### Your goal
Would you restate all the entries exactly, leaving nothing out?

### Input data
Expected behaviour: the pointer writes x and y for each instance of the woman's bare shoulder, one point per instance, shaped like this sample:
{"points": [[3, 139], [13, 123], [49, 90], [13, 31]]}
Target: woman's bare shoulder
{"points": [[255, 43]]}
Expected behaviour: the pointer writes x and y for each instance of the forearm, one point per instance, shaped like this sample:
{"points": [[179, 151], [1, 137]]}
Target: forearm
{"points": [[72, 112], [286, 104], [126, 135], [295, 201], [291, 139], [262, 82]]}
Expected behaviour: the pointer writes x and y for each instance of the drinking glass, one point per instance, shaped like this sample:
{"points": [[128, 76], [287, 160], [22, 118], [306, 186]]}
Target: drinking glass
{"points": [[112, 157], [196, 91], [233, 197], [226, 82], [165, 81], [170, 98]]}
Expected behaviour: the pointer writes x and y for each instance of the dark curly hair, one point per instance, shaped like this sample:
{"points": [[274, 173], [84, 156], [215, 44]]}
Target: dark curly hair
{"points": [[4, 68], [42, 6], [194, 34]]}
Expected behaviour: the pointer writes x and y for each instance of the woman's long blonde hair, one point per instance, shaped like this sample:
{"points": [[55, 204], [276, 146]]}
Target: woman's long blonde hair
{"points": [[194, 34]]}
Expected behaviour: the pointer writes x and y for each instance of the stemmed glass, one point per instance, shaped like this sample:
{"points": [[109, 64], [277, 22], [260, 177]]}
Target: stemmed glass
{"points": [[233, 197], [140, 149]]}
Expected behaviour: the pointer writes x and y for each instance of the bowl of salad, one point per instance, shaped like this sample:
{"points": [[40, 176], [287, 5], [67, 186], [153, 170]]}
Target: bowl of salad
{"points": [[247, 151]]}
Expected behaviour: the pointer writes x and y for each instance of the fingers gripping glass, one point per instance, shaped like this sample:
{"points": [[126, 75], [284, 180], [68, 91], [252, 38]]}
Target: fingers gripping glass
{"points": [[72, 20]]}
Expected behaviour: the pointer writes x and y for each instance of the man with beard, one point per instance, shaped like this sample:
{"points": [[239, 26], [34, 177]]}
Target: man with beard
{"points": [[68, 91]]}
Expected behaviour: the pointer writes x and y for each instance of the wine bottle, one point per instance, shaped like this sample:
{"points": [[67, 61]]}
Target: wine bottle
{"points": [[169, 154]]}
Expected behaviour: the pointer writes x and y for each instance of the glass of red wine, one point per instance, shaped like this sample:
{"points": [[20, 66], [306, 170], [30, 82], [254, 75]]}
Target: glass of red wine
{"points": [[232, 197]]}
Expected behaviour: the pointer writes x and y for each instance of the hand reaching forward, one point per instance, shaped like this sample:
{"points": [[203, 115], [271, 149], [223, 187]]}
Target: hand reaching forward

### Response below
Expected behaviour: the pointer writes x and y for each instance of the woman's bare shoulder, one point per instance, shaped like this sample:
{"points": [[3, 139], [13, 123], [49, 90], [13, 31]]}
Target: woman's bare shoulder
{"points": [[255, 43]]}
Expected behaviour: the pointer writes x and y for each instance of the forearm, one point per instance, shaped like this sample:
{"points": [[179, 151], [1, 137]]}
Target: forearm
{"points": [[72, 112], [286, 104], [126, 135], [295, 201], [291, 139], [262, 82]]}
Expected behaviour: the pointer writes x and y for each instance of the drinking glass, one point per instance, shaped like this sample:
{"points": [[128, 76], [287, 160], [22, 118], [306, 186]]}
Target: drinking glass
{"points": [[112, 157], [196, 91], [233, 197], [226, 82], [165, 81], [170, 98]]}
Expected behaviour: the pointer writes x and y for each instance of the dark curly hair, one point per instance, shaped like this sample:
{"points": [[274, 173], [84, 156], [215, 44]]}
Target: dark curly hair
{"points": [[4, 68], [42, 6], [194, 34]]}
Expected behaviour: the pointer writes x and y for each instance of the woman's long blonde hair, one point per instance, shaped like this sample:
{"points": [[55, 204], [276, 146]]}
Target: woman's long blonde hair
{"points": [[194, 34]]}
Expected behaviour: the pointer writes x and y for each instance of the stemmed glass, one point per instance, shaped like this sample:
{"points": [[109, 64], [277, 22], [260, 177]]}
Target: stemmed glass
{"points": [[233, 197], [140, 149]]}
Expected behaviour: the pointer writes x and y for each instance of the bowl of salad, one point per instance, shaped like this sample:
{"points": [[40, 176], [287, 5], [67, 186], [153, 170]]}
Target: bowl of salad
{"points": [[247, 151]]}
Expected behaviour: the pointer writes x and y for each instance of the fingers gripping glass, one point per instance, shaped like this sample:
{"points": [[126, 75], [284, 180], [68, 91], [252, 38]]}
Target: fingers gripping glass
{"points": [[72, 20]]}
Expected behaviour: the pointer writes x and y for each instance of the man with beard, one point per instance, shaped like this sample:
{"points": [[239, 26], [34, 177]]}
Target: man with beard
{"points": [[68, 91]]}
Expected behaviour: the pointer writes x and y for each instance of the wine bottle, one point per instance, shaped like this sample:
{"points": [[67, 61]]}
Target: wine bottle
{"points": [[169, 154]]}
Expected behaviour: the pointer writes x and y for each instance of the glass of red wine, one point per instance, shaped like this sample:
{"points": [[20, 66], [306, 170], [30, 82], [254, 75]]}
Target: glass of red wine
{"points": [[232, 197]]}
Expected behaviour: the pointer writes x and y for each instance of the hand reaching forward, one point per instance, shaped like this sample:
{"points": [[203, 115], [271, 149], [223, 187]]}
Target: hand reaching forward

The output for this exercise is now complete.